### [ACTION ITEM]
For the data below, work out the number of lines containing the string "green" and answer with that number only.

*** Opening EXTRACTED RECORDS ***

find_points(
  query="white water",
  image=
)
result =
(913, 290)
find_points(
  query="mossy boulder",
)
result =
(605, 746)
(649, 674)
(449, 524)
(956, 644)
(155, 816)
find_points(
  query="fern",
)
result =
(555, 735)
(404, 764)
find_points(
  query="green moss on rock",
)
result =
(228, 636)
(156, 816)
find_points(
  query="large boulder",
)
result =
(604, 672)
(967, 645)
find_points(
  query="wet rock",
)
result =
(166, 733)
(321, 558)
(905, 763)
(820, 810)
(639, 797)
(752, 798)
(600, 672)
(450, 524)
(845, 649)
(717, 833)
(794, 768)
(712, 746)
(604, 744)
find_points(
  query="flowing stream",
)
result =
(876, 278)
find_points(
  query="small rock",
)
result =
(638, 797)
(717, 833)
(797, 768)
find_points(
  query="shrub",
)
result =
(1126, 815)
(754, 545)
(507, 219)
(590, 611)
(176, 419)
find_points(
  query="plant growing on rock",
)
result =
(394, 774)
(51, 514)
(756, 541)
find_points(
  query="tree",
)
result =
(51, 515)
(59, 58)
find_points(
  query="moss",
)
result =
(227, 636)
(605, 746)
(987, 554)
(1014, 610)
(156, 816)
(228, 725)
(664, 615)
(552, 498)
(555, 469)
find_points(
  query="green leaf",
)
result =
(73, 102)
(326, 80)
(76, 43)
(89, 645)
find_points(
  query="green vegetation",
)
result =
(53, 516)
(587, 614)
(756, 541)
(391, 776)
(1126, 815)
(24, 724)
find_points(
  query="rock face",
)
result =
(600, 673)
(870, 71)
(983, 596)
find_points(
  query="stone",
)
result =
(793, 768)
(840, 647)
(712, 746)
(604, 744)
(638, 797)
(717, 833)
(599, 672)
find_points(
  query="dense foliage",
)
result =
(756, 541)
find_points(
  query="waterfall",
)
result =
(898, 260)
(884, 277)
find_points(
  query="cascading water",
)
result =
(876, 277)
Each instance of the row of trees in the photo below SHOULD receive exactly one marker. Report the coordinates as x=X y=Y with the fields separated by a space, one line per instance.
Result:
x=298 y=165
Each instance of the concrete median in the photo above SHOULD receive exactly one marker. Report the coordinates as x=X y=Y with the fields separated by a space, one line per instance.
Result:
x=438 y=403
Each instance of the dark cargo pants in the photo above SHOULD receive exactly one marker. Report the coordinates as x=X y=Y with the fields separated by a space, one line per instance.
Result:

*** Closing EXTRACTED RECORDS ***

### [RESPONSE FOR THIS EXERCISE]
3